▶ _Reading text_
*** Block opens ***

Summer with Oscar and Aria

It’s hard for me to believe that I’m now the mother of two.  In so many ways my love for my children has grown exponentially, so that my heart feels like it will burst. But in other ways my heart feels like it has been cleaved in two. One of the most difficult things I’ve ever done is leave my son at home with family for three days while I went to the hospital to have my daughter. Three months later it still breaks my heart to leave the house and leave Oscar behind. For so long, over three years, he was my little buddy, my little companion, and we went everywhere together. Now I have to take the baby everywhere, because she is so small and still nursing all the time, and the logistics of taking two kids with me forces me to leave Oscar behind more often than not.

I will be honest and say that it’s not easy having a three-year-old and a newborn. Oscar is the love of my life, and I still look at him like he is a miracle and a dream come true. How am I lucky enough to be the mother of such a magical little boy? He is so funny and smart and sweet and affectionate, saying things every day that make sad that time goes by so fast. Other times I can’t wait until he is in college.

Sometimes, when Oscar is playing, he will turn to me for no reason and say, “I like you.” He also asks, “Are you happy, Mom?” This question makes me sad, because I am often tired or stressed around him, and also because I have always been such a people pleaser, anxious and worried about everyone around me, and it breaks my heart that Oscar has become this way too.

He is so funny and sweet, singing the ABC song in the bathtub, asking for three kisses and a “big hug” every night before bed. Then, as I go to turn out the light, asking in a tiny voice, “One more, Mom? One more?” When I come home from work or running errands, he says “You back? I missed you.” If I take a shower or start packing up my work bag, he senses I am going to leave and says, “You staying?”

Oscar is three, and can be very frustrating and exhausting. He wants to talk to me about everything, and it’s not enough for me to say, “OK,” or “That’s nice.” He wants a full demonstration of active listening skills. I have to look at him, repeat exactly what he just said, and offer my own insights. If I try to multitask, frantically answering work emails or grading papers on the computer, Oscar will get impatient and upset. “Mom, talk to me, talk to me!” I’ll pause what I’m doing and say, “What do you want to talk about?”

He will smile and say, “Oscar!”

*** Block closes ***

▶ _What you need to do_
a) In the essay about Oscar and Aria, how long did the writer leave her son at home with family while she went to the hospital to have her daughter?
b) Carry on the essay about Oscar and Aria from its final line.

▶ _Data provided_
*** Block opens ***

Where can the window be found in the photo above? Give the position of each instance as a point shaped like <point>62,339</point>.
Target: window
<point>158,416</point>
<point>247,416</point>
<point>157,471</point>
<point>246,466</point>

*** Block closes ***

▶ _Answers to the tasks_
a) Three days.

b)
Right now Oscar loves trains, cars, trucks, playing in his sand box, getting dirty, and eating peanut butter and jelly; but also broccoli, zucchini, carrots and chicken. He loves Elmo and Cookie Monster, but also Curious George, Frog and Toad, Little Bear, the Hulk, and his baby sister.

His baby sister Aria.

Oscar will ask, “Where’s Aria?” or say, “I want Aria.” He loves stroking her hair, holding her, waving toys in her face, and making obnoxious noises about 1/4 of an inch from her nose. He has already mastered the art of being an annoying big brother.

Aria is three months old today. For the first month or so, she would sleep all day and want to party all night. She would nurse happily at 2:oo A.M. and then look around and say, “Why is it so dark? Why the long face?” She would be perfectly content as long as the light was on and I was sitting upright gazing lovingly into her little face. Try to sleep, or turn out the light, or even lie down, and she would tell me all about her hurt feelings. I would say, “It’s not all about you, Aria.” Aria would say, “Oh really? Try this: whaaaaaaaaaaaaa!!!”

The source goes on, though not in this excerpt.